→ **EXERCISE PROMPT**
Transcribe every entry word for word. Skip the pictures.

→ **Location identification items**
>>>

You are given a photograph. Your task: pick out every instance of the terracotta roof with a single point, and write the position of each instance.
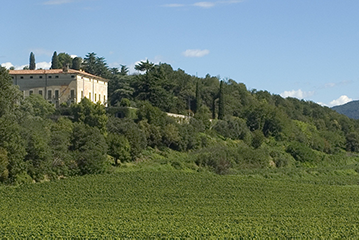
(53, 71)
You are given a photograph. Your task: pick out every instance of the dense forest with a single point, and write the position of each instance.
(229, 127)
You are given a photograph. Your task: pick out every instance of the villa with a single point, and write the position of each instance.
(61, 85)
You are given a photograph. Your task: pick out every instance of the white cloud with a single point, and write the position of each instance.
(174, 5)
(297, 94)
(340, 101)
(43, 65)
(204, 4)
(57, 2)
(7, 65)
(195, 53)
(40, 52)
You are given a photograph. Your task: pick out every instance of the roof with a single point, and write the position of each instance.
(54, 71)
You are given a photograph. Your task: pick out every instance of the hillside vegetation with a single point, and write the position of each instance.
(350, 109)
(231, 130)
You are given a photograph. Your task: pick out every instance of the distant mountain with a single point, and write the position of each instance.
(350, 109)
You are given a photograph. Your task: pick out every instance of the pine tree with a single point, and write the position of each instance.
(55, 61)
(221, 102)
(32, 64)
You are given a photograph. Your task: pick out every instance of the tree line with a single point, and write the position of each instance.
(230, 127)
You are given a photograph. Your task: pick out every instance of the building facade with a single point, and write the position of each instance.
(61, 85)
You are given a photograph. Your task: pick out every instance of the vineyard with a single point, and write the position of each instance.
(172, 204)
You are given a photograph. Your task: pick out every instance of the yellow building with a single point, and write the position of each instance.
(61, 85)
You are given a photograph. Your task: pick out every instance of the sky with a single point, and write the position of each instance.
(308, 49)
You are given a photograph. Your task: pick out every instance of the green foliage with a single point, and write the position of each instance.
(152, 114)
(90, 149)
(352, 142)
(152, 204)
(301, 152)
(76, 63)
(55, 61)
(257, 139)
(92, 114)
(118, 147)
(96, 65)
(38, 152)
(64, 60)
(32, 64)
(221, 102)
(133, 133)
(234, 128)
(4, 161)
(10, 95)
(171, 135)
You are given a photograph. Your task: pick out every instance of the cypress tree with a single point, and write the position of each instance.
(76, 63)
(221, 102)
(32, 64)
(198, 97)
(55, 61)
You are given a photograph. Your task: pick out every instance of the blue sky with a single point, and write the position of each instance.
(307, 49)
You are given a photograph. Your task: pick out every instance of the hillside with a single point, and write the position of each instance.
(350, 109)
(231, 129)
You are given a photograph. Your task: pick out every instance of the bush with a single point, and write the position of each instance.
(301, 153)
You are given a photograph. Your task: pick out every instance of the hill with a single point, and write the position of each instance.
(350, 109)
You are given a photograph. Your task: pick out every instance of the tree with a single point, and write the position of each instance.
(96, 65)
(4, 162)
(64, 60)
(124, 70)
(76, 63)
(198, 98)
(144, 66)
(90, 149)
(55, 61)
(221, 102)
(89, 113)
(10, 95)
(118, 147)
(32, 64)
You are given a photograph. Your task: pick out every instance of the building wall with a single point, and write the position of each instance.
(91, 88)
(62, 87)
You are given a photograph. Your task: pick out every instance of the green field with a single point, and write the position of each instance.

<<<

→ **ANSWER FOR THIS EXERCISE**
You are given a photograph. Your task: pick out every instance of the terracotta roof with a single point, and write the position of each instance.
(53, 71)
You are given a photograph. Your task: pick out every instance of the dense forest with a single point, and write the position of each instance.
(229, 127)
You are given a photograph. Your task: pick out every instance of the villa with a single point, and write the position of each instance.
(61, 85)
You are given a photograph. Your task: pick out every instance of the white cloud with a single point, and write the position of each instance.
(174, 5)
(297, 94)
(340, 101)
(43, 65)
(204, 4)
(57, 2)
(7, 65)
(195, 53)
(40, 52)
You are given a photograph. Your task: pick out every instance of the roof with a single point, and write the position of each instance.
(54, 71)
You are given a photograph. Your task: pick out every instance of the hillside vegetation with a single point, and write the position of each instance.
(350, 109)
(231, 130)
You are given a photograph. Your task: pick out every instance of the distant mountain with a single point, and write the position of each instance.
(350, 109)
You are given a photograph. Your task: pick out every instance of the pine tree with a single point, and write the position of each instance.
(55, 61)
(221, 102)
(32, 64)
You are given a photograph. Your task: pick out every instance of the tree line with a single point, and write the position of each instance.
(230, 127)
You are given a photograph. Your task: pick out every instance of the building facade with a single point, and write the position of each instance.
(61, 85)
You are given a photograph. Your task: pick out every instance of the vineyard with a single point, and write the position of each instance.
(172, 204)
You are given a photograph. Your task: pick out every instance of the yellow building with a single point, and write the position of each instance.
(61, 85)
You are given a photograph. Your task: pick out every instance of the sky with a single point, and write the position of each instance.
(308, 49)
You are given a photograph. Your task: pick out every instance of the green foliage with a single point, and write the position of each instance.
(152, 114)
(90, 149)
(352, 142)
(152, 204)
(301, 152)
(76, 63)
(55, 61)
(257, 139)
(92, 114)
(118, 147)
(96, 65)
(38, 152)
(64, 60)
(32, 64)
(221, 102)
(133, 133)
(234, 128)
(4, 161)
(10, 95)
(171, 135)
You are given a photograph. Your task: pick out every instance of the cypress tree with a single point, and write the position of each instance.
(76, 63)
(221, 102)
(32, 64)
(198, 97)
(55, 61)
You are given a photograph. Your task: pick out every instance of the blue sky with a single point, and write the position of each instance.
(307, 49)
You are given a photograph. Your task: pick out every instance of the hillside with a single point, and write the position of each instance.
(350, 109)
(231, 129)
You are given a photograph. Your task: pick out every instance of the bush with a single point, and write the position of each instance.
(301, 153)
You are given a photograph. Your task: pick out every instance of the hill with a single point, and write the position of each instance.
(350, 109)
You are given a photograph. Your task: pick out every instance of the tree with a single point, and write the position of each instance.
(96, 65)
(4, 162)
(64, 60)
(124, 70)
(76, 63)
(198, 98)
(144, 66)
(90, 149)
(55, 61)
(221, 102)
(89, 113)
(10, 95)
(118, 147)
(32, 64)
You are given a photograph. Your task: pick out every instance of the building wall with a single point, and write the position of each instance.
(91, 88)
(62, 87)
You are given a photograph. Your task: pick out every instance of the green field with a single point, and write the position of each instance.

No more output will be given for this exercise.